--- Task prompt ---
Copy every line of the data below without any changes, leaving out the pictures.

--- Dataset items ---
***
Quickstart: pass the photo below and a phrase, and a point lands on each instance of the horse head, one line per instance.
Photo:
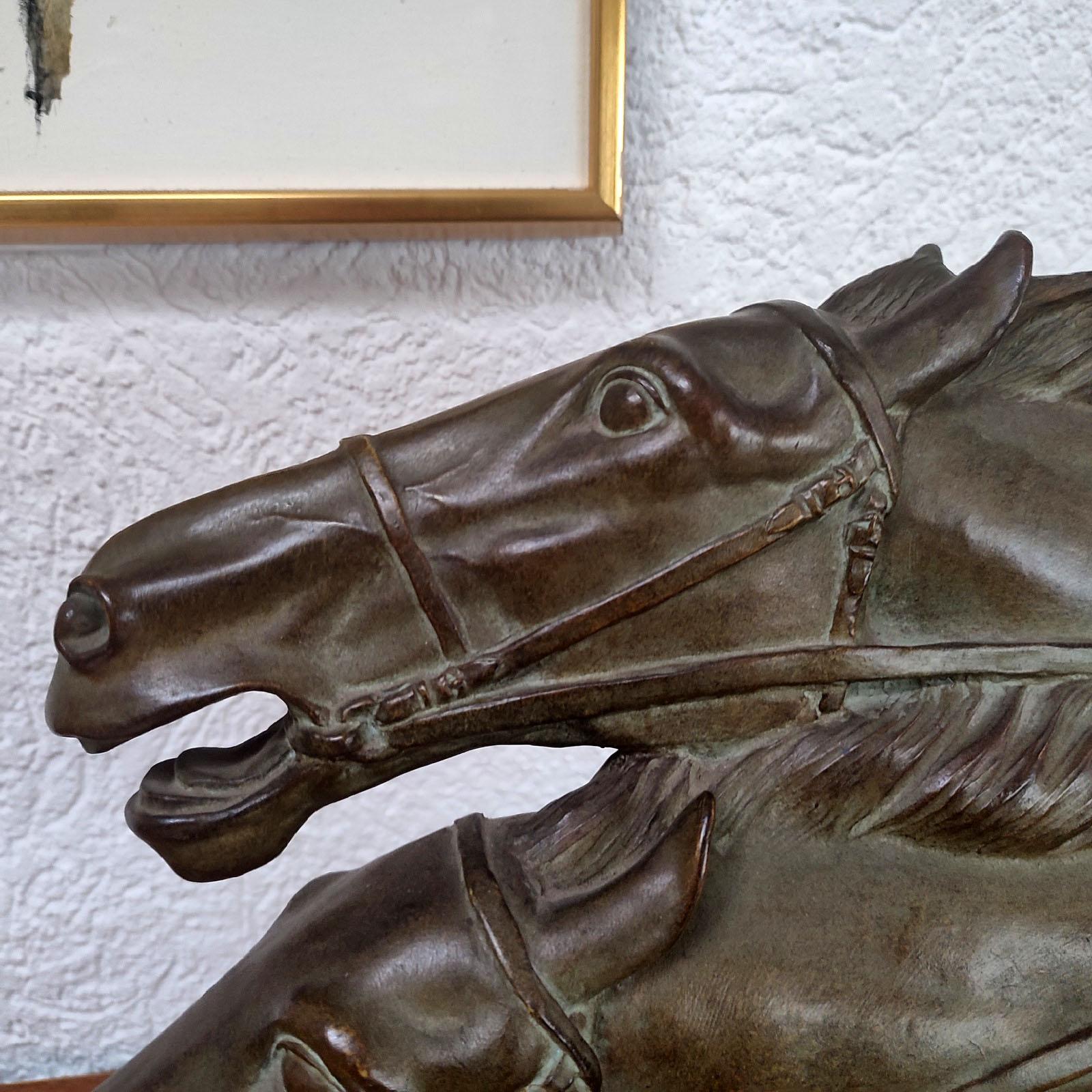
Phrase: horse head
(436, 968)
(671, 534)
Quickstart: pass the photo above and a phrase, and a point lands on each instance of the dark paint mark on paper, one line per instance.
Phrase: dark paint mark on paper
(48, 27)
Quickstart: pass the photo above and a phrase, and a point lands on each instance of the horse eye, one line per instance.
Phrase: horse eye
(631, 405)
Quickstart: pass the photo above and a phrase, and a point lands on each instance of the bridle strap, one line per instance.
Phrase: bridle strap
(806, 506)
(846, 364)
(511, 949)
(434, 603)
(878, 452)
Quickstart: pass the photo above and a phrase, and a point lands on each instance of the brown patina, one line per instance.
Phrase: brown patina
(819, 575)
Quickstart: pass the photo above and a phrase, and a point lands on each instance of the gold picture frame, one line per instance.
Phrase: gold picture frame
(233, 216)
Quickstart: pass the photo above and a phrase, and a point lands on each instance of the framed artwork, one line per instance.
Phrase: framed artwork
(145, 120)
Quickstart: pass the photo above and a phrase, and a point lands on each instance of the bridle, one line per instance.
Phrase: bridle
(458, 699)
(511, 950)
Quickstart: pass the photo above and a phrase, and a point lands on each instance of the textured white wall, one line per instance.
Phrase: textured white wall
(775, 149)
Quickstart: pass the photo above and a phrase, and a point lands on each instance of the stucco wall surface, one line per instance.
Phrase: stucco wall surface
(775, 149)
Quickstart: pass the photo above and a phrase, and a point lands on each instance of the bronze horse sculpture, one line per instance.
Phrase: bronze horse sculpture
(820, 576)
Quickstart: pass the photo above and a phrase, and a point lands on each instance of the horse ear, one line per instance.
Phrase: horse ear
(949, 331)
(599, 938)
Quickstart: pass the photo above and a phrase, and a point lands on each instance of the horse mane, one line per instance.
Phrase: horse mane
(991, 768)
(1046, 355)
(986, 768)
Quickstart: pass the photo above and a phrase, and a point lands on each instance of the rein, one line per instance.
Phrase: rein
(402, 715)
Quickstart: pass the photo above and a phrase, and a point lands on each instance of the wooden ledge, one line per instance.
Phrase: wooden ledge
(58, 1084)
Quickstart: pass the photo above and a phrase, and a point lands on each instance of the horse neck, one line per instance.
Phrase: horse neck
(988, 541)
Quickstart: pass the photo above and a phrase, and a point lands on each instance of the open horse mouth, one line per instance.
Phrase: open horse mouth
(218, 811)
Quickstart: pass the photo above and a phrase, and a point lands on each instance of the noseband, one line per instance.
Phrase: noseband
(458, 702)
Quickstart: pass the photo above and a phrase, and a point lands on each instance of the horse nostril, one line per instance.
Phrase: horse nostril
(82, 631)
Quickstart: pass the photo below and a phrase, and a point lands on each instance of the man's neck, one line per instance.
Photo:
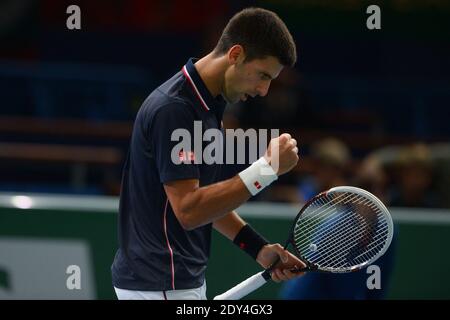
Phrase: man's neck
(211, 69)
***
--- Solution ---
Quickstart: pass the photo below and a phrase, and a point lands on each instance of the horse head, one line per instance.
Photo:
Phrase: horse head
(436, 968)
(671, 534)
Quickstart: pass the photo above and a phrase, and a point lands on each instance of the dark paint mark on paper, one line per instance.
Phrase: dark paint mark on paper
(48, 27)
Quickstart: pass the photo above and a phrase, and a point lands on each instance of the horse eye, one line per instance.
Phrase: horse eye
(631, 405)
Quickstart: pass the photo above and a phrase, and a point lands on each instance of the bridle strap, one line per instance.
Phrase: bridle strap
(806, 506)
(846, 364)
(511, 949)
(434, 603)
(878, 452)
Quickstart: pass the photo above and a phrase, and a point lands on each instance of the brown patina, one line per instance.
Phrase: brown patina
(819, 575)
Quickstart: pass the photo above and a phrase, and a point lands on each instance of the gold picture frame, one line per instance.
Phrase: gold picture frame
(233, 216)
Quickstart: pass the photo above and a phrase, and a point lands on each instance of the framed artwork, one line per instance.
Phrase: framed artwork
(145, 120)
Quickstart: pass the photo above and a phrase, and a point lands on each instance of the bridle, one line per instance.
Phrase: bridle
(458, 699)
(511, 950)
Quickstart: pass the photo above and a phrase, and a point lands on each instance of the textured white wall, one line per instance.
Phrase: textured white wall
(775, 149)
Quickstart: pass the photo above and a phrase, and a point lands on each instance of the stucco wall surface, one line per instance.
Phrase: stucco wall surface
(775, 149)
Quickstart: pass the photo above and a phrase, and a point lands on each instance of the bronze horse sculpture, one line per instance.
Phrase: bronze horse sculpture
(820, 576)
Quickstart: pass the photo above and a phrase, and a point lands on each instance of the horse ear, one line per instance.
Phrase: horse ear
(949, 331)
(599, 938)
Quickstart: pass the photo above and a phrase, and a point lands on each instance of the horse mane, one line per instance.
Phrase: horse mane
(991, 768)
(1046, 355)
(986, 768)
Quickstart: pass the photo above and a phrase, and a point lands on each instance of the rein, one line per instance.
Phrase: rein
(402, 715)
Quickstart: pass the photo above and a phrase, and a point lands on each instance of the wooden ledge, one line per instance.
Phrase: wooden ledge
(58, 1084)
Quickstart: pass the photo above and a phrase, and a point lands on each instance of the horse neck, one line per instance.
Phrase: horse neck
(988, 541)
Quickstart: pass the photo above and a phrase, and a point lands on each instance of the open horse mouth, one line per instance.
Phrase: open horse mouth
(218, 811)
Quickstart: pass the photo above and a phrase, and a point lands on each instance of the noseband, one line per instance.
Phrase: noseband
(458, 702)
Quickstart: pass the photo above and a phrase, and a point lands on each instance of the horse nostril, one line per instance.
Phrase: horse nostril
(82, 631)
Quickstart: pass the photo below and a phrase, and a point lands on each instance of the man's neck, one line per instance.
Photo:
Phrase: man's neck
(211, 69)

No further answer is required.